> **WHAT YOU ARE ASKED TO DO**:
Your answer should be the full data, transcribed exactly, with no pictures in it.

> **DATASET CONTENT**:
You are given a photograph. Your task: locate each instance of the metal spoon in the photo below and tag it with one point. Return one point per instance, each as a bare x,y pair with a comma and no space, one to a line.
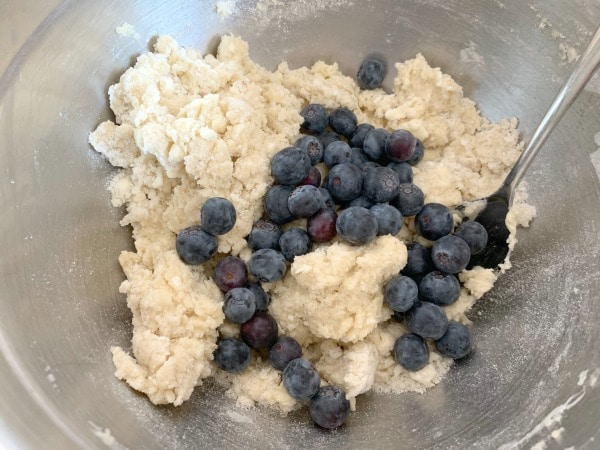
493,209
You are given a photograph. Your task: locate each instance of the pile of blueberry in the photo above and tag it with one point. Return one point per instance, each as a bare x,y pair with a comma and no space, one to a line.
367,191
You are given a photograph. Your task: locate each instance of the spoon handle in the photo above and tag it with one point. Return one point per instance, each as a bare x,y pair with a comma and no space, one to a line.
580,75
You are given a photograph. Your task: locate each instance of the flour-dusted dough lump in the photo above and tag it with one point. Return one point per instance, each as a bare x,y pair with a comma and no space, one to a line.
189,127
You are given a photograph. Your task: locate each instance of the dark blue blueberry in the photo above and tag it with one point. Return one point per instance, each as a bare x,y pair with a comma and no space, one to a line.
283,351
410,199
450,254
230,272
403,170
357,225
217,216
194,245
301,379
456,342
261,298
381,184
400,293
427,320
363,201
321,226
411,352
232,355
327,137
389,219
374,143
434,221
337,152
329,407
312,146
304,201
371,72
327,198
267,265
239,305
418,262
315,118
294,242
474,234
260,331
264,234
344,182
417,155
275,204
313,178
400,145
440,288
290,166
358,137
343,121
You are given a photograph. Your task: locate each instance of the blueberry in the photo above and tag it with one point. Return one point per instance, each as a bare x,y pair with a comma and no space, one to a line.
381,184
264,234
336,153
427,320
371,72
239,305
313,178
260,331
419,261
232,355
329,407
261,298
400,145
327,137
217,216
374,143
312,146
275,203
230,272
363,201
290,166
301,379
283,351
418,154
343,121
400,293
344,182
456,342
410,199
304,201
403,170
294,242
474,234
389,219
434,221
194,245
450,254
357,225
440,288
267,265
315,118
411,352
321,226
359,134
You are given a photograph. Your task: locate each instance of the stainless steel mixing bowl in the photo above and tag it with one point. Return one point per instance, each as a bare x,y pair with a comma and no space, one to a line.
533,376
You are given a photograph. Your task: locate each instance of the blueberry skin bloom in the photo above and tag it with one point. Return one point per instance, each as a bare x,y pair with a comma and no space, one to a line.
217,216
411,352
357,225
329,407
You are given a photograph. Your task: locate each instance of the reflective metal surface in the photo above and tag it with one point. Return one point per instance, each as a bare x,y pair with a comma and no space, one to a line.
533,376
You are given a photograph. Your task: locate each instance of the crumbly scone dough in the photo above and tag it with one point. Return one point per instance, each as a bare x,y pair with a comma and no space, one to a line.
188,127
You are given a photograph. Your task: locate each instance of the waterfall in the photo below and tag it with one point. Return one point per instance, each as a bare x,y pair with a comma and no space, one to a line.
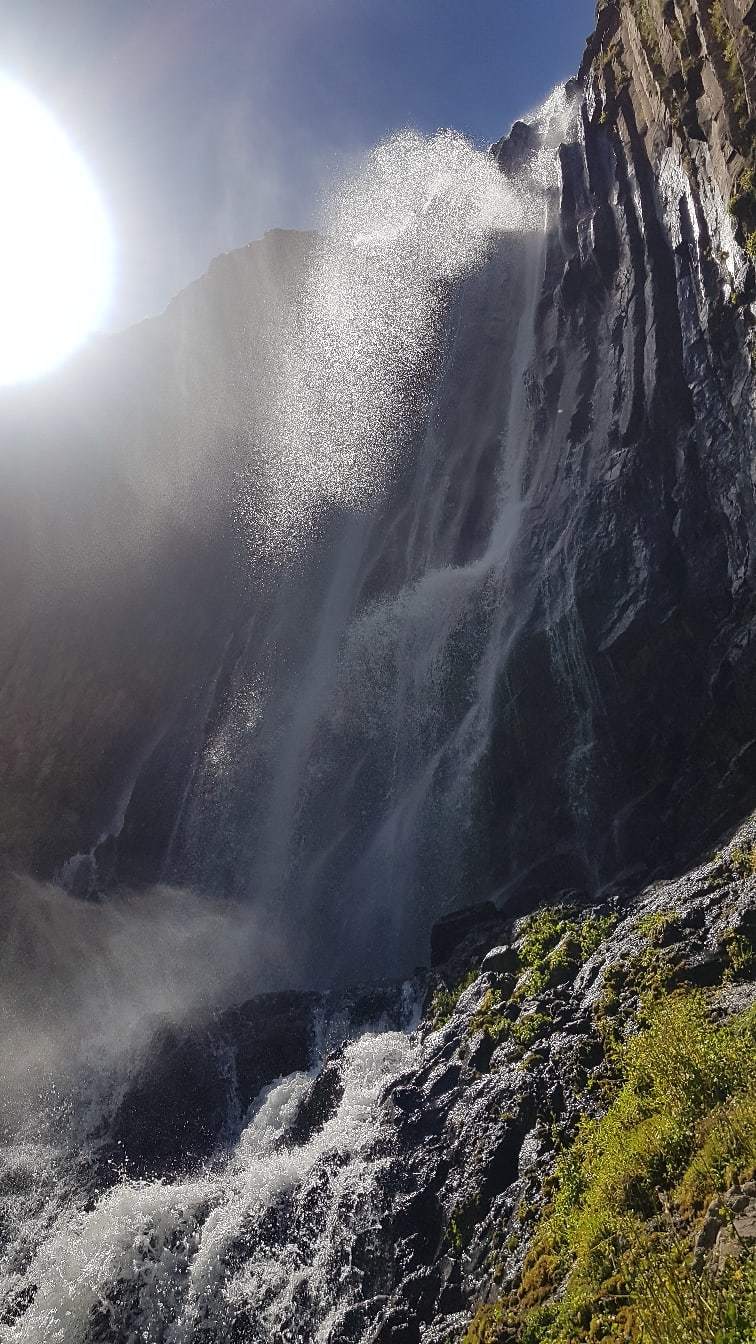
338,793
389,487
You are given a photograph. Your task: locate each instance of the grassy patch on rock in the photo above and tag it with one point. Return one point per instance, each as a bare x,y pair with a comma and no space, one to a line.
612,1255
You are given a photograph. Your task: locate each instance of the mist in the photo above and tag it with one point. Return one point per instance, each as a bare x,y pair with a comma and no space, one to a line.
84,983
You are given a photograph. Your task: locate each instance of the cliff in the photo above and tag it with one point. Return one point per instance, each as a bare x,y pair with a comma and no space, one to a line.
510,692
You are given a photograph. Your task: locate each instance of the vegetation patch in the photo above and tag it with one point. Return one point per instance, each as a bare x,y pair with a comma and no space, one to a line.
445,1000
612,1257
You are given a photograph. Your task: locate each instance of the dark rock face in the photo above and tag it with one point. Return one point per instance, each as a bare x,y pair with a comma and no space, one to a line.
402,1235
190,1089
591,687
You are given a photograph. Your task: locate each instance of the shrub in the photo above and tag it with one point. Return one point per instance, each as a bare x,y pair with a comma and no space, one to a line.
681,1126
445,1000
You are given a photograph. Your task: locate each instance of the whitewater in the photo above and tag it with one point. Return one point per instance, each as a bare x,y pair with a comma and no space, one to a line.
342,780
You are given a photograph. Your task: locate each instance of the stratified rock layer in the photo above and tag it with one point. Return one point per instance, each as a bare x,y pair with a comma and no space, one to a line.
437,723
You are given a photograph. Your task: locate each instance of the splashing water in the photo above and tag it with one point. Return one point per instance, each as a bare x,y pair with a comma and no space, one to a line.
260,1245
341,785
419,215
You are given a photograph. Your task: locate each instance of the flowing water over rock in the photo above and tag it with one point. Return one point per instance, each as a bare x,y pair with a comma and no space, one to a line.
493,636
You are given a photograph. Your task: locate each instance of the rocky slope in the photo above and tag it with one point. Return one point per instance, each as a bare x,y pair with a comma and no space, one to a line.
603,725
564,1148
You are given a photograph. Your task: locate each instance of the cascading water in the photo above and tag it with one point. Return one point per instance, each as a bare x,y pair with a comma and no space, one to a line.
338,792
393,471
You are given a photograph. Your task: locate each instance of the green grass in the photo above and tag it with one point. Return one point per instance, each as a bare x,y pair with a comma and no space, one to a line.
610,1260
445,1000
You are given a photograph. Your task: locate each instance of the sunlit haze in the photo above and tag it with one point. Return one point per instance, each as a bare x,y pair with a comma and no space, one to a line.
55,252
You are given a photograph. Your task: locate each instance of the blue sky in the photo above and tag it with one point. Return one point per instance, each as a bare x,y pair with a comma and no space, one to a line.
207,121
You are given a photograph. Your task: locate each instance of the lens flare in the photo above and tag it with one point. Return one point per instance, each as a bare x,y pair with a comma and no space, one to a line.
55,247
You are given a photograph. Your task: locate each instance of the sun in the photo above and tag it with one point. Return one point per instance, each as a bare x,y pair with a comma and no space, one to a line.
55,246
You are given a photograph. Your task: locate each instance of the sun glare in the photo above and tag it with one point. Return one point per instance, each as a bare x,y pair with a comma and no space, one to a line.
55,249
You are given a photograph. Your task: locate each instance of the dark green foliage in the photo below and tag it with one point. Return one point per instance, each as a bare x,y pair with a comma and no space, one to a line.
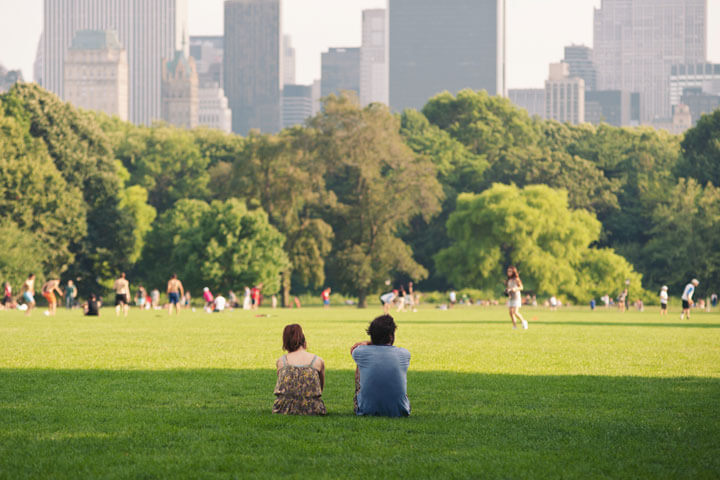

> **RESULT FOR THIS TASK**:
You are given a photograph. Your task: locate each instance of the metal spoon in the photo below and tag it with one point. Return one point per instance, each as a bare x,y pair with a comma and no space, one to a line.
493,209
You are given a photograph. Your task: locate each instance of the pile of blueberry in the photo above and tag it with one point. Return one point per instance, each as a bare x,y pair with a comma and no space, one to a line.
367,191
You are given a photograph. Your task: locate each instance of the spoon handle in the photo above and tag it with one point. Return one point per instance, each as a bare x,y pair with a comma and no space, one to a line.
580,75
You are given a photograph. Your task: locate each instance of the flour-dusted dough lump in the photo above and tag it with one point. Return one point per instance, each as a bare x,y pair with a comma and no space, one to a line.
189,127
You are given a photograph. Your task: locate each instance of the dark blue blueberry in the photo above and tag it with one point. Return one point per instance, each as a bare x,y pair with a comma and no space, one to a line.
283,351
410,199
450,254
230,272
403,170
357,225
217,216
194,245
301,379
456,342
261,298
381,184
400,293
427,320
363,201
321,226
411,352
232,355
327,137
389,219
374,143
434,221
337,152
329,407
312,146
304,201
371,72
327,198
267,265
239,305
418,262
315,118
294,242
474,234
260,331
264,234
344,182
417,155
275,204
313,178
400,145
440,288
290,166
358,137
343,121
You are given a photograph. Your task: locate each instance of the blueberry in the photo above and tag it with one point. Return one point per instance, each as a bare x,y pair with a comma and no space, one to a line.
381,184
264,234
336,153
427,320
371,72
239,305
313,178
260,331
419,261
232,355
329,407
261,298
400,145
327,137
217,216
374,143
312,146
275,203
230,272
363,201
290,166
301,379
283,351
418,154
343,121
400,293
344,182
456,342
410,199
304,201
403,170
294,242
474,234
389,219
434,221
194,245
450,254
357,225
440,288
267,265
315,118
411,352
321,226
359,134
You are given a photograph. Your task: locate each instance of the stainless steel mixing bowl in the photo above and tag it with one point. Return one point per instance, each as a bare x,y pair with a comma and no space, one to a line.
533,376
You are given a photograph. Your task: locate each instance of the blueberry skin bloom in the photo above and tag it with one point. Return one point per instance, each as a bare x,y pair with a comma and no space, one to a line.
217,216
411,352
357,225
329,407
You are given a photograph. Your task: locate each instance of the reflective metal surface in the photo above and tag it with one point. Return one point per instance, each as a bare x,y pair with a comma and no space, one to a line.
533,376
You are given a photograph. Your task: locate each instance of the crumbly scone dough in the photo above and tag it with one point. Return one point per instance, each as a bare x,y pair with a comma and no space, one to a line.
188,127
You are given a photograph. Your task: locate each instance of the waterfall in the photo below and tag it with one point. Return one point per instance, each as a bare x,y pair with a comma and no space, one to a line.
338,793
389,487
You are given a photograph. Your task: locate each instance of the grassy patch on rock in the photo above and tag it with one point. Return one point per instance, each as a bare x,y pair with a comma and no space, one to a line.
612,1255
You are given a photograph. Your task: locate each instance of the mist in the photo above and tag it with one point. Return one point per instance, each as a bare x,y pair with a comma and no space, one to a line.
84,983
You are given a photograph. Your task: locate each instance of the cliff in the photo above and tag it with one point. Return one point per instance, each as a bare x,y pair with a comma and no space, one to a line.
510,692
You are given a photograph. Your task: locate each instance of the vegetation patch in the photo above and tag it with one point. Return one point per instance, each as a bare x,y pair with a comma and no space, one to a line.
445,1000
612,1257
You are given a photograph. Your task: locate each instance of the dark rock face in the photo above and tag it with one point. Return one point per instance, each as a bare x,y pair with a comma and no space, one to a line.
402,1235
190,1089
591,687
You are given a photograph. Your task: locate each instance of the shrub in the photo above and tag it with one point. Return one point per instance, each as a bare x,y pair with a comma and no space, one to a line.
681,1126
445,1000
You are given a photograph. Your task: locate each instance of the whitewater in the photo above and tag it with one point. Return one point per instance, each as a bare x,y pair with a comma and no space, one to a line.
342,780
You are given a photograph. Your task: locate each instance of the stratified rock layer in the photo above and tag it with one point. Return one point per instance, each as a bare x,y pair with a comma and no space, one to a line.
437,723
You are given a photograph. Your task: locate each instance of the splashing water in the photo above and tag it with one point. Return one point per instance, each as a bare x,y pair with a comma and no space, one to a line.
260,1245
341,785
419,215
You are given a photograph. Your task: locate each instance of the flowing water over rock in the photo above and tag it with one point. Return one point per instance, each as a bare x,y pair with a comma and no space, one to a line.
493,636
You are given a photograph. Your task: locate each instance of the rocky slope in the photo above and tag it with one point. Return one point per instance, each as a bare x,y pair with a comma and no space, one to a line.
603,725
564,1148
You are given a photograph. Your task: locate each instance of the cascading water in the photo above and tag it with one point. Return one point per instance, each as a bare x,y pair with a comma and no space, one to a line.
338,792
393,471
You are given a photograph. Your task: locate each instance of the green grass in the photo above and tag it with one point. Return one point per instance, each as a bare x,y pair with a comma and no space, one to a line.
610,1260
445,1000
You are given a photograph. Your task: locate each instance of the sunlit haze in the photo above and tag it with one point. Return one point per instance, each as a bare x,y pair with a comma and no space, one to a line.
55,252
You are given a photograph. Your task: locate each instance of the blue sky in the photo above and tag it with one point. Return one point per instance, each as a bare x,y pair with a comma and no space, one to a line.
207,121
You are given a photograph. Your task: locate each instance of the lens flare in the photo above and tag it with one point. Return one point per instance, each as a bare x,y pair with a comma and no space, one to a line.
55,247
You are given a photograph. Your task: locate each instance of the sun in the photo above and tag it with one point. Return one point per instance, each as a bare x,y pair with a comma and no space, one to a line.
55,246
You are given a photograph. Your task: locate each instance of the sun glare in the photo above and tag it with one point. Return one point per instance, each as a bare x,y pair with a comma and no space, one to a line.
55,249
You are given a photograph. Your task: locate each instance of the dark green foliage in the photo below and tag it with one point. Return one point per instance, each as a bare x,y pair with a comma and no space, one to a line.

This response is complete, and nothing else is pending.